Start DATA RECORDS
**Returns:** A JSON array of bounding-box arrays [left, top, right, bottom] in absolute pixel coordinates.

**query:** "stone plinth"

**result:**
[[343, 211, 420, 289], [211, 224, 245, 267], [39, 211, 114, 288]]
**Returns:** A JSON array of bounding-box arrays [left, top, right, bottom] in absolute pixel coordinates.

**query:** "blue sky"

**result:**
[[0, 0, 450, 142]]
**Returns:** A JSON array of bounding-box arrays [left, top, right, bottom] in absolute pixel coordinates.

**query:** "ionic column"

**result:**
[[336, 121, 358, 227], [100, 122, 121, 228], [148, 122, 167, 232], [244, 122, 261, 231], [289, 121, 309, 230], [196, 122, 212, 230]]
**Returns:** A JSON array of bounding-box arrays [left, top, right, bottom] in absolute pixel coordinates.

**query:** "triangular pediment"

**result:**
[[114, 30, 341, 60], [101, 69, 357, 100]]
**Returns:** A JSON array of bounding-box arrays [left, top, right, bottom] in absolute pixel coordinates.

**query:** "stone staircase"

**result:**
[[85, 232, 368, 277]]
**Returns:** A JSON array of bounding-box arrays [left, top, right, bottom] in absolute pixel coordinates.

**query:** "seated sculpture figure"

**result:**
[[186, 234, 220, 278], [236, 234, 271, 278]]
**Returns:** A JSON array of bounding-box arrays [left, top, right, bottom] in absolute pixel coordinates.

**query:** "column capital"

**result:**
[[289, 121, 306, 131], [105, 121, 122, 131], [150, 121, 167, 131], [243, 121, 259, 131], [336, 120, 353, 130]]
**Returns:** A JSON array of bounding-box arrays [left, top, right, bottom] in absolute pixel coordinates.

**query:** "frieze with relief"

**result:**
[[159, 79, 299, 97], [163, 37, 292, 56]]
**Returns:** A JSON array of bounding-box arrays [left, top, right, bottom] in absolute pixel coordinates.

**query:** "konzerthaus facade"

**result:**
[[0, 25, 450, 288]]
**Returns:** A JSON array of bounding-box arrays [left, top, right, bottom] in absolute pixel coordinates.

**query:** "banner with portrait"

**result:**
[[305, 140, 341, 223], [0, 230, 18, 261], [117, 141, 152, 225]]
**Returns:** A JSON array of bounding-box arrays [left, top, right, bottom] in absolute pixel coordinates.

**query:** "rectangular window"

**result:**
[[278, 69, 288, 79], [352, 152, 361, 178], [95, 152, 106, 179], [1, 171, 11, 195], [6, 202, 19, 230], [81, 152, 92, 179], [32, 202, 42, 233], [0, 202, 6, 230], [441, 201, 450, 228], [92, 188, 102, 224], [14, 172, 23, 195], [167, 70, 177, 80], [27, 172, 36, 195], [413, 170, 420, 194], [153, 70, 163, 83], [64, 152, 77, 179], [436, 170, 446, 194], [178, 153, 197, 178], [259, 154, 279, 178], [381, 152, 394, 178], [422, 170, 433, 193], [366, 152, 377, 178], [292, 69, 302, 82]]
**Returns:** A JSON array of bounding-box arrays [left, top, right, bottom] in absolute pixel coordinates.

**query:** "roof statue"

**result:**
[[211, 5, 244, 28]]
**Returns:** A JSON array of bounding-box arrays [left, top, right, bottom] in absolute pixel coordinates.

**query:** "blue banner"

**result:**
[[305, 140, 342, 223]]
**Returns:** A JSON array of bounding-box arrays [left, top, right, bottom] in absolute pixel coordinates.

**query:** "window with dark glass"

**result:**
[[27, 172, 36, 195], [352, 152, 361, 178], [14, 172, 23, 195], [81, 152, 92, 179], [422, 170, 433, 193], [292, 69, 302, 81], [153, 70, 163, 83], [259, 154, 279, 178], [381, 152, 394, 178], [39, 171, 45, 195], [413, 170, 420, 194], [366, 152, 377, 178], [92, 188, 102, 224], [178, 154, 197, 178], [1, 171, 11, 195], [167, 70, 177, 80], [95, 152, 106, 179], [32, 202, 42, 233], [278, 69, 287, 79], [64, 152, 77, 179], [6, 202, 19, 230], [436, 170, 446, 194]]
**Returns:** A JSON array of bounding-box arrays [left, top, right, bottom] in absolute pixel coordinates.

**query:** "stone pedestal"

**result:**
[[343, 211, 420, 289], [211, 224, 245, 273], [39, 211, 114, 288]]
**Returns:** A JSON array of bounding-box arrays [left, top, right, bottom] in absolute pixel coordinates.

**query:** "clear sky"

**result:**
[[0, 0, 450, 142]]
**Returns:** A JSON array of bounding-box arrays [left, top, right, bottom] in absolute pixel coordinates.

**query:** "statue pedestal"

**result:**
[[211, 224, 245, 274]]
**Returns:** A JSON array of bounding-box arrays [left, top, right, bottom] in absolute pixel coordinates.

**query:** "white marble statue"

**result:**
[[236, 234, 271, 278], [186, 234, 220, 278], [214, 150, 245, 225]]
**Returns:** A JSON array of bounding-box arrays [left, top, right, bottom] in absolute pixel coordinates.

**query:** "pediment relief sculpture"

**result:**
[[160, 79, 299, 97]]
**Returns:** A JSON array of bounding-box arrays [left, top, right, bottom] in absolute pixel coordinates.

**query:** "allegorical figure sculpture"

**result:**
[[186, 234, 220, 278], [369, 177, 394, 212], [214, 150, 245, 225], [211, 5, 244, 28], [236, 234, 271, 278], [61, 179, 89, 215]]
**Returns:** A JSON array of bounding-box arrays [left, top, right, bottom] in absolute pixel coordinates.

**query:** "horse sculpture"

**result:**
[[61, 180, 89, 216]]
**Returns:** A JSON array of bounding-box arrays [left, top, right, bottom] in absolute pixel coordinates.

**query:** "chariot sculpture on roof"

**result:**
End DATA RECORDS
**PROMPT**
Reproduce the records word for word, from their start through the line that contains "267], [39, 211, 114, 288]]".

**THE OUTPUT**
**Returns:** A JSON array of bounding-box arrays [left, top, right, bottom] in absolute pixel coordinates.

**query:** "stone plinth"

**result:**
[[343, 211, 420, 289], [211, 224, 245, 267], [39, 211, 114, 288]]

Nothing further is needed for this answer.